(RECORDS FOR PROCESSING)
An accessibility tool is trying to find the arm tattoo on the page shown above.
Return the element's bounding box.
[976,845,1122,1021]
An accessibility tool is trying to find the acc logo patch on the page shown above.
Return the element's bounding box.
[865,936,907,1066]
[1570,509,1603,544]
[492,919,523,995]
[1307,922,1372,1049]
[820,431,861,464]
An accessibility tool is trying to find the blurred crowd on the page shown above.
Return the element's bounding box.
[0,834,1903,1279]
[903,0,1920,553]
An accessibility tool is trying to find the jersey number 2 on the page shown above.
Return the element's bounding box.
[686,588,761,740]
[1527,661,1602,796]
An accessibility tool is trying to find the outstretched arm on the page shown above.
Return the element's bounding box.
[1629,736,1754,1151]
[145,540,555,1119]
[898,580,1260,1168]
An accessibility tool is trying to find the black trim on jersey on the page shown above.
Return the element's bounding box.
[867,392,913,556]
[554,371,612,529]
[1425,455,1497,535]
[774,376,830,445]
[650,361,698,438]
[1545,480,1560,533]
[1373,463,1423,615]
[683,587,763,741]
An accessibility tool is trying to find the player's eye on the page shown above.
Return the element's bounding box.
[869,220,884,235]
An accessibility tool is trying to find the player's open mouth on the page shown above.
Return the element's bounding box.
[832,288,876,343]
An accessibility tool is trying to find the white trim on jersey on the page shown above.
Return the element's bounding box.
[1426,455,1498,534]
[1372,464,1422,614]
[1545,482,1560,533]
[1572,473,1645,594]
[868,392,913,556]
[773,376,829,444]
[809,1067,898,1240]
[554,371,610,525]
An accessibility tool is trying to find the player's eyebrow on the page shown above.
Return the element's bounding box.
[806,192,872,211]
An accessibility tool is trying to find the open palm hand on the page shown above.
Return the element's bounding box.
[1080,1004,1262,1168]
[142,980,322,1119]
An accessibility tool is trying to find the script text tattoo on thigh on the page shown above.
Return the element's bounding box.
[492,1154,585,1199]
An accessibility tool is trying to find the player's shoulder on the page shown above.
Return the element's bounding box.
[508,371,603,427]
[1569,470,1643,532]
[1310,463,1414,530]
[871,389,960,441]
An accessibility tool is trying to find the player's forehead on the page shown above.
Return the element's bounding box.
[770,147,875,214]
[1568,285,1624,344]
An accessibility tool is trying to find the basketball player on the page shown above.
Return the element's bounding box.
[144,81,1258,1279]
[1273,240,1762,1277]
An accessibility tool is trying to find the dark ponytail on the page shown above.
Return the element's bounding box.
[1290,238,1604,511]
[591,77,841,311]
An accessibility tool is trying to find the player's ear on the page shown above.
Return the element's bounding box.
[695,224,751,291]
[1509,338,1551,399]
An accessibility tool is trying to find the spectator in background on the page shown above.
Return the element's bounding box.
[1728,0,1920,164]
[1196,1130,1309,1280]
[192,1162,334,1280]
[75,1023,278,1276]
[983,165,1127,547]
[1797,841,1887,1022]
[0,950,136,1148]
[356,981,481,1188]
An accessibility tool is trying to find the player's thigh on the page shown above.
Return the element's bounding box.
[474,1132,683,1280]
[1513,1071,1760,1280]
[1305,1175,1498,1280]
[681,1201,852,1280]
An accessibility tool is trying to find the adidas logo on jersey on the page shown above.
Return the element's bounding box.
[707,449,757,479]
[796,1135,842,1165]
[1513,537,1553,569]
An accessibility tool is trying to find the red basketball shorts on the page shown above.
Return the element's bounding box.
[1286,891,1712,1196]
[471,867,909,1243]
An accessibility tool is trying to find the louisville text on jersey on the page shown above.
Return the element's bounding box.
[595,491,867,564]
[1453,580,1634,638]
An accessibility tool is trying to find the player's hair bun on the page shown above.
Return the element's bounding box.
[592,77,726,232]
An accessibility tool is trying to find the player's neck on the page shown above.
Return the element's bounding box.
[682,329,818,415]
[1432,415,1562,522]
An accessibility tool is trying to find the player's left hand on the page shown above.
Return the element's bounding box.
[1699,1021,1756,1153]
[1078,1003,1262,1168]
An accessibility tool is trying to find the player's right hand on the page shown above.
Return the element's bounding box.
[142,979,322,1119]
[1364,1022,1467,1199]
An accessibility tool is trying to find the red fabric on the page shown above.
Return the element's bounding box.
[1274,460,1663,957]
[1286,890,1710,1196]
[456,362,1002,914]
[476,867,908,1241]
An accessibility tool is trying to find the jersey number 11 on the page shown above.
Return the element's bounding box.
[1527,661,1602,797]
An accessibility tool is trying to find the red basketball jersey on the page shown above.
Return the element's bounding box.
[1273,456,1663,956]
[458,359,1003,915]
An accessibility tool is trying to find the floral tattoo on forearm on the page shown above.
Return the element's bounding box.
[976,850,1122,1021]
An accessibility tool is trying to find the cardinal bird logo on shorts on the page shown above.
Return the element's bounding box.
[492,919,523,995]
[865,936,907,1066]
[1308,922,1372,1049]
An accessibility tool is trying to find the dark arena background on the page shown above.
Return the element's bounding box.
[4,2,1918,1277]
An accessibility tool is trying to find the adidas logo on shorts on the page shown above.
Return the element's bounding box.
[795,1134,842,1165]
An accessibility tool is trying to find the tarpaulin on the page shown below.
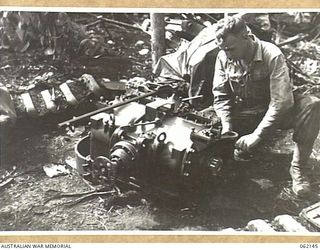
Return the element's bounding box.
[153,24,220,107]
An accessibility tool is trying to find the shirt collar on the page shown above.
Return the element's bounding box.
[251,35,263,62]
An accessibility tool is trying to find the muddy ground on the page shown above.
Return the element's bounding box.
[0,12,320,232]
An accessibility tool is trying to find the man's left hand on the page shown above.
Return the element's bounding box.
[235,133,262,152]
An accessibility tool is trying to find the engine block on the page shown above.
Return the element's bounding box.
[74,86,238,197]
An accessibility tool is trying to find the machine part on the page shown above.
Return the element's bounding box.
[145,97,175,121]
[75,135,91,174]
[58,84,173,128]
[40,89,56,112]
[300,202,320,230]
[157,132,167,143]
[110,141,139,169]
[220,131,238,141]
[21,92,37,116]
[59,82,78,106]
[123,118,161,130]
[93,156,117,187]
[109,127,126,148]
[207,155,223,176]
[81,74,103,96]
[179,148,195,191]
[71,83,240,199]
[100,80,126,91]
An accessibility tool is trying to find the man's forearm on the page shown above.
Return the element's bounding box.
[221,119,233,133]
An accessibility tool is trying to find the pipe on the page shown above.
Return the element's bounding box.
[58,85,173,128]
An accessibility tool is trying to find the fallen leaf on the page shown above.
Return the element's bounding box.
[138,48,149,55]
[251,178,274,190]
[65,157,77,170]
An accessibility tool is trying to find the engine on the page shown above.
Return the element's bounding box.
[72,83,238,198]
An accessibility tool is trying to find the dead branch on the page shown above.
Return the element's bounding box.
[0,177,14,189]
[277,33,309,47]
[63,190,116,207]
[286,58,318,85]
[89,14,145,32]
[0,166,17,182]
[44,188,115,204]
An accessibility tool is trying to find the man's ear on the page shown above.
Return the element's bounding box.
[241,31,249,40]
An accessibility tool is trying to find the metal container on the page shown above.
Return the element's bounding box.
[75,135,90,174]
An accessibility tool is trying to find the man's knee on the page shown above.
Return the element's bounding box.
[295,94,320,117]
[308,96,320,114]
[292,95,320,143]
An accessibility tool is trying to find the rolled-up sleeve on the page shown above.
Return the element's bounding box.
[212,51,233,124]
[254,53,294,137]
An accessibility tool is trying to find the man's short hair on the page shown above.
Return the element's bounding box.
[215,16,248,43]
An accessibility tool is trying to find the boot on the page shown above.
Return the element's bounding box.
[289,165,311,197]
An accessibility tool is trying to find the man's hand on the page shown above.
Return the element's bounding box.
[235,133,262,152]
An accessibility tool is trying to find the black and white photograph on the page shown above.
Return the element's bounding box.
[0,9,320,233]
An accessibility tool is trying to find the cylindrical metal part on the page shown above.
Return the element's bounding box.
[58,85,173,128]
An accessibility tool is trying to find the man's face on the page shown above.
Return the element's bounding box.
[219,33,248,60]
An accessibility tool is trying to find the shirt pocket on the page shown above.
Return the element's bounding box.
[247,64,270,102]
[250,67,269,82]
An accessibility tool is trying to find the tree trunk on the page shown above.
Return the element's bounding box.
[150,13,166,69]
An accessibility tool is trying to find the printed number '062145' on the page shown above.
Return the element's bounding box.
[300,244,318,249]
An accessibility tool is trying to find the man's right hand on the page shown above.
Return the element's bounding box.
[235,133,261,152]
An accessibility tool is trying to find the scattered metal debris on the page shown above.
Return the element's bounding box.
[300,202,320,230]
[43,164,70,178]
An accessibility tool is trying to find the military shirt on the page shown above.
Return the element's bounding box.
[212,36,294,137]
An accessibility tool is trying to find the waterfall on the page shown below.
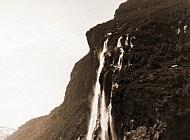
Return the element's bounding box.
[109,36,125,140]
[86,39,108,140]
[100,91,109,140]
[125,34,129,46]
[117,37,122,47]
[109,92,117,140]
[184,25,187,33]
[117,37,124,70]
[87,36,125,139]
[99,40,109,140]
[130,36,136,48]
[117,48,124,71]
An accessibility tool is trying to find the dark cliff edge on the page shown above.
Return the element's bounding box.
[7,0,190,140]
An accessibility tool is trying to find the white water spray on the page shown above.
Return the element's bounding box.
[100,91,109,140]
[99,40,109,140]
[125,34,129,46]
[87,39,108,140]
[117,37,124,71]
[109,92,117,140]
[184,25,188,33]
[177,28,181,34]
[117,37,122,47]
[130,36,136,48]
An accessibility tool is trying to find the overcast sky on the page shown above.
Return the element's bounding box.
[0,0,125,128]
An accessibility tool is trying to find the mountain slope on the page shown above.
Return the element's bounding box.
[7,51,98,140]
[7,0,190,139]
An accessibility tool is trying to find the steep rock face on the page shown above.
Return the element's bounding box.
[8,0,190,140]
[7,51,99,140]
[86,0,190,139]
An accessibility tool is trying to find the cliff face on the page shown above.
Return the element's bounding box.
[7,0,190,140]
[86,0,190,139]
[7,51,99,140]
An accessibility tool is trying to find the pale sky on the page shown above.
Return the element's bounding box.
[0,0,125,128]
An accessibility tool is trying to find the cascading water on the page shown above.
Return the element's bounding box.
[117,37,122,47]
[109,92,117,140]
[109,36,125,140]
[99,40,109,140]
[130,36,136,48]
[87,39,108,140]
[117,37,124,71]
[125,34,129,46]
[87,36,126,140]
[100,90,109,140]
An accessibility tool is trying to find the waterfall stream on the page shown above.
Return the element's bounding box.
[87,39,108,140]
[87,36,125,140]
[109,92,117,140]
[100,91,109,140]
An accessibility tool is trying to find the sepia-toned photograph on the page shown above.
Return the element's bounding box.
[0,0,190,140]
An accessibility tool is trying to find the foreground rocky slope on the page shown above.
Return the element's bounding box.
[8,0,190,139]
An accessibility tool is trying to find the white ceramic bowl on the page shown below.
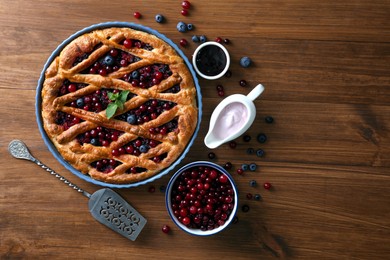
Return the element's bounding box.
[165,161,238,236]
[192,42,230,80]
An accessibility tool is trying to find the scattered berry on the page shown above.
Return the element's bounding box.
[249,163,257,171]
[223,38,230,44]
[199,35,207,43]
[236,168,244,175]
[224,70,232,78]
[160,185,166,192]
[148,186,156,193]
[243,134,251,142]
[246,148,255,155]
[179,38,188,47]
[265,116,274,124]
[241,164,249,171]
[256,149,265,157]
[187,23,194,31]
[155,14,164,23]
[229,141,237,149]
[181,9,189,16]
[242,204,250,212]
[177,21,187,32]
[162,224,170,233]
[240,56,252,68]
[263,182,272,190]
[224,162,232,170]
[257,133,267,143]
[249,180,257,187]
[182,1,191,9]
[254,194,262,200]
[208,152,216,159]
[191,35,199,42]
[133,11,142,19]
[215,37,223,43]
[239,80,247,87]
[246,193,253,199]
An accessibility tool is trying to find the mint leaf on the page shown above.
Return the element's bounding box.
[115,100,124,110]
[120,90,130,103]
[106,103,118,119]
[108,92,119,101]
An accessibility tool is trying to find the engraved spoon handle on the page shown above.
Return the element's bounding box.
[8,140,91,198]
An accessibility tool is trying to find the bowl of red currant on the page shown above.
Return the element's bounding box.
[165,161,238,236]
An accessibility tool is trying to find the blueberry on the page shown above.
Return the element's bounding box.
[159,185,166,193]
[199,35,207,43]
[242,204,250,212]
[257,133,267,143]
[76,98,84,107]
[131,70,140,79]
[126,114,136,124]
[254,194,262,200]
[243,134,251,142]
[155,14,164,23]
[246,148,255,155]
[249,180,257,187]
[241,164,249,171]
[139,145,149,153]
[187,23,194,31]
[176,21,187,32]
[240,56,252,68]
[90,138,99,146]
[191,35,199,42]
[256,149,265,157]
[103,55,115,66]
[249,163,257,171]
[265,116,274,124]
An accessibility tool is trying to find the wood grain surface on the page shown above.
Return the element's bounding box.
[1,0,389,259]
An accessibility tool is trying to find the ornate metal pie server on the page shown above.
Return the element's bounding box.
[8,139,147,241]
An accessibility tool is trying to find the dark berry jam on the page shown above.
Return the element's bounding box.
[195,45,227,76]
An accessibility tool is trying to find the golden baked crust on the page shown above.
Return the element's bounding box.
[41,27,198,184]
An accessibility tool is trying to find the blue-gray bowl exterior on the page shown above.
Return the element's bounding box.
[36,22,202,188]
[165,161,238,236]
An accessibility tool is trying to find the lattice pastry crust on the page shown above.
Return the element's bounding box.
[41,27,198,184]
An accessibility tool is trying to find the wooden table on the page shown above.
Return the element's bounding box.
[1,0,389,259]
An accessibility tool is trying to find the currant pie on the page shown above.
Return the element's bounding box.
[40,26,198,184]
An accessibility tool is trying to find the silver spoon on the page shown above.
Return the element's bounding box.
(End RECORDS FOR PROCESSING)
* ASSIGNMENT *
Whenever the string "metal" shows up in a line above, copy that line.

* SOLUTION *
An accessibility tool is trying to find the metal container on the page shown above.
An accessibility tool is trying to find the cylindrical metal part on the page shown above.
An accessibility tool is trying to find the scattered metal debris on the page shown above.
An accessibility tool is trying to find the ornate metal pie server on the page shown above.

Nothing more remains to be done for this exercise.